What you will do | Find where "the tall stem" appears in the records below, then return that line and every later line exactly, stopping only at the last line.
------ Records
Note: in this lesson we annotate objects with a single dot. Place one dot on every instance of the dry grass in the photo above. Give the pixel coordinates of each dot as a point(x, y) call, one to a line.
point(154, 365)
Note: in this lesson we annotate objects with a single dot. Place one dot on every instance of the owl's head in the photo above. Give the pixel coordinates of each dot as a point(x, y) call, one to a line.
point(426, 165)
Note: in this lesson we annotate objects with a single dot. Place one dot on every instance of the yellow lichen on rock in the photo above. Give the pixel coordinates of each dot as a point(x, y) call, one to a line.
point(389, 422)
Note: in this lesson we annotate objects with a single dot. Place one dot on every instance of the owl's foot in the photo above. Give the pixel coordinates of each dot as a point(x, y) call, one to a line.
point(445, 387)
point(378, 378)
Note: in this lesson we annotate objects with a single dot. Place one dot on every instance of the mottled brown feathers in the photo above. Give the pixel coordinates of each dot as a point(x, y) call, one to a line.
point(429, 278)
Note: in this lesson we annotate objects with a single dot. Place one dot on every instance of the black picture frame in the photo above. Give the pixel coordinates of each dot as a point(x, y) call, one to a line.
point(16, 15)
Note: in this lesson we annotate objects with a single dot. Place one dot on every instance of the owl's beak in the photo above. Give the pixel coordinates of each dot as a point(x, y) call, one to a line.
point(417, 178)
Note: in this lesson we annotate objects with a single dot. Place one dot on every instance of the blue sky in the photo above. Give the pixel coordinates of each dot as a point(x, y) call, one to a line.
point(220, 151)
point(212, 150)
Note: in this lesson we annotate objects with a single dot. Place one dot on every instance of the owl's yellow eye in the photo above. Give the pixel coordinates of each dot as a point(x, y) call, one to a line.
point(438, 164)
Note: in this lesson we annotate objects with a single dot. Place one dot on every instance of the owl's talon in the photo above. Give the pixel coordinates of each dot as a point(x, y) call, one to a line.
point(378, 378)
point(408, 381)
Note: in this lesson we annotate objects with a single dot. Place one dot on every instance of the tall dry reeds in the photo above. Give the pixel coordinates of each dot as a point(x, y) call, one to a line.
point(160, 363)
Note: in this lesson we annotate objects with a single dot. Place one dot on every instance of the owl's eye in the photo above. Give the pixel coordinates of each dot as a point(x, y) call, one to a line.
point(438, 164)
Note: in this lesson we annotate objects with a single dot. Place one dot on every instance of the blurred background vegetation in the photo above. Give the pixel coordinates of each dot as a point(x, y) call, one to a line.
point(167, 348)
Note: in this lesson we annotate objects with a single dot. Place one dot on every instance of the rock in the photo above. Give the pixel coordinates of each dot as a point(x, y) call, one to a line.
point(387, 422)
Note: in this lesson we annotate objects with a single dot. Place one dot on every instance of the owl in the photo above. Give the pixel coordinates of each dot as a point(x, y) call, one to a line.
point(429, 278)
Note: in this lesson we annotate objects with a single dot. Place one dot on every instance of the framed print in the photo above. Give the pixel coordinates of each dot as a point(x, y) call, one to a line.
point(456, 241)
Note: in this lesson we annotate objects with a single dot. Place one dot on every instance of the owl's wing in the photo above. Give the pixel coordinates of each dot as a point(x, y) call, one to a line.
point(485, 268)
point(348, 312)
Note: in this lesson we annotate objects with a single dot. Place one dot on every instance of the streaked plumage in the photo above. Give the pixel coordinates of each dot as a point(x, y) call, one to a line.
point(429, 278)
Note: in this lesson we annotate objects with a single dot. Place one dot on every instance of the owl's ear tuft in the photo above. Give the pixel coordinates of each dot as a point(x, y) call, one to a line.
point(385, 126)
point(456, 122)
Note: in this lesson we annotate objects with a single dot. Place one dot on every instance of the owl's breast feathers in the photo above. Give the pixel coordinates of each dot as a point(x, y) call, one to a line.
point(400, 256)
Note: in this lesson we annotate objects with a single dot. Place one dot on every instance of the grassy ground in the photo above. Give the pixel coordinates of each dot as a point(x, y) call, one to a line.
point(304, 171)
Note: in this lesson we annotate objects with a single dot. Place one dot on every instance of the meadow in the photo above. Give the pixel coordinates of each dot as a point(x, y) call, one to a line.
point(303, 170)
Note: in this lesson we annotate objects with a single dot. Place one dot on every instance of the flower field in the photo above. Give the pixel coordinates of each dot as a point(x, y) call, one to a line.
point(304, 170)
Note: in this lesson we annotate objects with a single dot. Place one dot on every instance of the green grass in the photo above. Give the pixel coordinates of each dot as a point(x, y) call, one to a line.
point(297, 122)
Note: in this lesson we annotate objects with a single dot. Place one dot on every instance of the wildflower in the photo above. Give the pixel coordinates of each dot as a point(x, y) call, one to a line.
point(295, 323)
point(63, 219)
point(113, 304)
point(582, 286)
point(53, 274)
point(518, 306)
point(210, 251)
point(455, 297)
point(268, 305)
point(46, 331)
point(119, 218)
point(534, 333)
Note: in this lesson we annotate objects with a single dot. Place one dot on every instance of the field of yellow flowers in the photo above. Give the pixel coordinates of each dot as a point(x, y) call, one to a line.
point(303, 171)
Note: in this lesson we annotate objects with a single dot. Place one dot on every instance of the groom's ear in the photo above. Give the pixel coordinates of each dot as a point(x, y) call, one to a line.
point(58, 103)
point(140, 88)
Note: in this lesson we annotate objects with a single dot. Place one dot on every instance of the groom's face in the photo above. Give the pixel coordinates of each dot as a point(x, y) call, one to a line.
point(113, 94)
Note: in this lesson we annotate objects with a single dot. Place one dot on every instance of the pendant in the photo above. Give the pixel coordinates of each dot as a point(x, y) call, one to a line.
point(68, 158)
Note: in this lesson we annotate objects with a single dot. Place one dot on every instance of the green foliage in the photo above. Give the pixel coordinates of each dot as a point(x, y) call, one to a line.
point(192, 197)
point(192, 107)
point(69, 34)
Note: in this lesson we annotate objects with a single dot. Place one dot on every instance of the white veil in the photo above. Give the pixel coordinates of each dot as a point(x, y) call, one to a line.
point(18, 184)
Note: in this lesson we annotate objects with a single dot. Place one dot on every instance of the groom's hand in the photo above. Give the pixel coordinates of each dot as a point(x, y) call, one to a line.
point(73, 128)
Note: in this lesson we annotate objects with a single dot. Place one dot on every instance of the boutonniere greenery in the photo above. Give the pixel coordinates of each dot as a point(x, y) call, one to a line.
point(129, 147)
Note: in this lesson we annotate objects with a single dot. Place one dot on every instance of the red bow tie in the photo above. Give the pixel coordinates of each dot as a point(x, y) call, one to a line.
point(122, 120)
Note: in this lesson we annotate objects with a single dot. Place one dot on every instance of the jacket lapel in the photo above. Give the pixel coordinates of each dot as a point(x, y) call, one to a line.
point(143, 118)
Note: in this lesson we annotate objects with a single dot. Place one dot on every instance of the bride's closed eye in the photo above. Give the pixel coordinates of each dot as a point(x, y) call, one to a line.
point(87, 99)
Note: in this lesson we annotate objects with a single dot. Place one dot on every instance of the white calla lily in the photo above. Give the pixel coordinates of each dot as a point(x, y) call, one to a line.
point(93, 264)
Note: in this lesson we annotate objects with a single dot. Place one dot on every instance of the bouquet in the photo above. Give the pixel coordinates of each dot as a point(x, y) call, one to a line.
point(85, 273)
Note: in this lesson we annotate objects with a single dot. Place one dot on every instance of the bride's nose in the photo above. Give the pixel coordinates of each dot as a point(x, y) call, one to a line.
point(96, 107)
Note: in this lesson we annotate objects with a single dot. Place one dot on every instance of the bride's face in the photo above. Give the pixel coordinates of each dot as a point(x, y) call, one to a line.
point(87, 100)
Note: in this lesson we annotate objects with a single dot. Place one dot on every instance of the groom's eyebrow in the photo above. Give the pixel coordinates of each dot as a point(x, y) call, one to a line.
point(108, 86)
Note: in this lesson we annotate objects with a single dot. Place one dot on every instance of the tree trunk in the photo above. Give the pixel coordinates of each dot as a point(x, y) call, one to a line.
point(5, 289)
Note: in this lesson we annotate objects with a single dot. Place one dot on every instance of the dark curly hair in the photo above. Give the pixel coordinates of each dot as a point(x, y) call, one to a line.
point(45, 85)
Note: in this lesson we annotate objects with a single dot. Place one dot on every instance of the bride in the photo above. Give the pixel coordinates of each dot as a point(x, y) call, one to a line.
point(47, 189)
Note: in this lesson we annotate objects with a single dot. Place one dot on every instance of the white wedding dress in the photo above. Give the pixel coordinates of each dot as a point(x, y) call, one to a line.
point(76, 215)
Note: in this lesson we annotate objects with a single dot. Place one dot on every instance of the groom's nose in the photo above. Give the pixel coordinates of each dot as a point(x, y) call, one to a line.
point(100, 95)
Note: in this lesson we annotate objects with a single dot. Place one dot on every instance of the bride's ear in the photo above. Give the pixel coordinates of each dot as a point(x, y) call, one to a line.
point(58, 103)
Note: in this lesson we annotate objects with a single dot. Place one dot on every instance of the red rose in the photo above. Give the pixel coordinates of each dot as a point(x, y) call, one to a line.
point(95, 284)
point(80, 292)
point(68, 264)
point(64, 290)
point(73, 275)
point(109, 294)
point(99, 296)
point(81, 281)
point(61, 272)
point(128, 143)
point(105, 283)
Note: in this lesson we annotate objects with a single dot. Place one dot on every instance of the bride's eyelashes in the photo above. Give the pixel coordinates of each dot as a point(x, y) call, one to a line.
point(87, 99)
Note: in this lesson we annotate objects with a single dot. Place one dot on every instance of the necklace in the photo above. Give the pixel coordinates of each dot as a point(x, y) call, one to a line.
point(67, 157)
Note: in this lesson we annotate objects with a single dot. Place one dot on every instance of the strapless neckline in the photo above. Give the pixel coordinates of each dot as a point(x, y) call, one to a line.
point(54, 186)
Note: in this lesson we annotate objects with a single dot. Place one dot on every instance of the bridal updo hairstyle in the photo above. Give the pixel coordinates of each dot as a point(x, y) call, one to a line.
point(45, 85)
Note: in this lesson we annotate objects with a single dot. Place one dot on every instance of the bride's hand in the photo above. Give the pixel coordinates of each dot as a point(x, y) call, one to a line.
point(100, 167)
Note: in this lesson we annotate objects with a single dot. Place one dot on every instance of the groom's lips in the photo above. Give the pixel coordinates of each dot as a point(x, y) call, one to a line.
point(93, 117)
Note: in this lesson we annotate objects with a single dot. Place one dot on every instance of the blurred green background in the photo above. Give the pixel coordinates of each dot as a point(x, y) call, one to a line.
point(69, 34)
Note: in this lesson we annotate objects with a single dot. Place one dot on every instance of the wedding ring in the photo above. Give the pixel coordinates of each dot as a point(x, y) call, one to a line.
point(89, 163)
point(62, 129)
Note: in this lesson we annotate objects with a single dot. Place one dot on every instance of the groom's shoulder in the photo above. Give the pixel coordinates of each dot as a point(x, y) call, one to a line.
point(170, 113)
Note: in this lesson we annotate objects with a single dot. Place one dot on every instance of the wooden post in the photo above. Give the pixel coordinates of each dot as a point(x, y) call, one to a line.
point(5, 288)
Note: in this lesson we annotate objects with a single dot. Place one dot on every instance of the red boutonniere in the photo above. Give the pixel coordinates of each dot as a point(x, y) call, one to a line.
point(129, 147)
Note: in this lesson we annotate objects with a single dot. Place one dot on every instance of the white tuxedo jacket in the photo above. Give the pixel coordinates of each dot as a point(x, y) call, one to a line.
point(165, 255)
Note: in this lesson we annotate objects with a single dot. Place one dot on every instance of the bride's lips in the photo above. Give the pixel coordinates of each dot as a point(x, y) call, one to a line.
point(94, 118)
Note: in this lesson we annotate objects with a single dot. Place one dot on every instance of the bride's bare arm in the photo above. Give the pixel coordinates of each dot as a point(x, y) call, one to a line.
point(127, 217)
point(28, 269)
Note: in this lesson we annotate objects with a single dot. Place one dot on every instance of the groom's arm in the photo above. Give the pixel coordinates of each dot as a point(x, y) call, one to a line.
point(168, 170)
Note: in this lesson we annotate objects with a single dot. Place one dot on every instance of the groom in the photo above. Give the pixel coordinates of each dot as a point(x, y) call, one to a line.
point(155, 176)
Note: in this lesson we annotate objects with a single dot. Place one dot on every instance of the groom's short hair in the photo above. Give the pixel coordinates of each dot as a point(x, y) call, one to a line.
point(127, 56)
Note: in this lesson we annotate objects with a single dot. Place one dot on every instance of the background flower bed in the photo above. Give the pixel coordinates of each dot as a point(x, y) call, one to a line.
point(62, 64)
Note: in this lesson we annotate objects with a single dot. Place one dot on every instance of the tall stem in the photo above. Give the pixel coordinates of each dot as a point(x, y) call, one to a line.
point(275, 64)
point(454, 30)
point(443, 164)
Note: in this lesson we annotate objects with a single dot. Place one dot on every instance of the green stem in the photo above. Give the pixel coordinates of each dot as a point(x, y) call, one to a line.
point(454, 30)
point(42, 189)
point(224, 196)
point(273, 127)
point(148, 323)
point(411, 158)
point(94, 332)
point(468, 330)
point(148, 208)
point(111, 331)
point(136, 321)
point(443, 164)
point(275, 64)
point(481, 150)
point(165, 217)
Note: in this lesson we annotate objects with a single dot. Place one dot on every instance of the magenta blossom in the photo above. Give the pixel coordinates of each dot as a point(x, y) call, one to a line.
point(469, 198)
------------
Answer space |
Note: in this lesson we annotate objects with a single dot. Place one dot on every instance of the tall stem in the photo above. Give the pixel coordinates of each dot as a point(x, y) call, one to a line.
point(275, 64)
point(454, 30)
point(443, 164)
Note: in this lesson we annotate objects with a single dot. Place one dot on every instance of the green stem in the photo above. Give the pixel coordinates of each dot as a point(x, y) call, one to a line.
point(454, 30)
point(42, 189)
point(224, 196)
point(273, 127)
point(148, 323)
point(411, 158)
point(94, 332)
point(468, 330)
point(148, 208)
point(111, 331)
point(136, 321)
point(443, 164)
point(275, 64)
point(481, 150)
point(165, 217)
Note: in this lesson we annotate objects with a single dot. Place one dot on every instance of the magenta blossom in the photo above. Give the pixel coordinates of each dot as a point(x, y) call, one to a line.
point(469, 198)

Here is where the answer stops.